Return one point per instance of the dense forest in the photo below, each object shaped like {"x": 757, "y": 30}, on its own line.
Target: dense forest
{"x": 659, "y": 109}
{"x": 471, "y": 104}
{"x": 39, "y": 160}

---------------

WHAT TO WORK ON: Give back every line of the data exactly as it was written.

WRITTEN ANSWER:
Return one point per instance of the dense forest in the photo below, each object shaped like {"x": 757, "y": 30}, on its own line.
Target: dense forest
{"x": 659, "y": 109}
{"x": 471, "y": 104}
{"x": 39, "y": 160}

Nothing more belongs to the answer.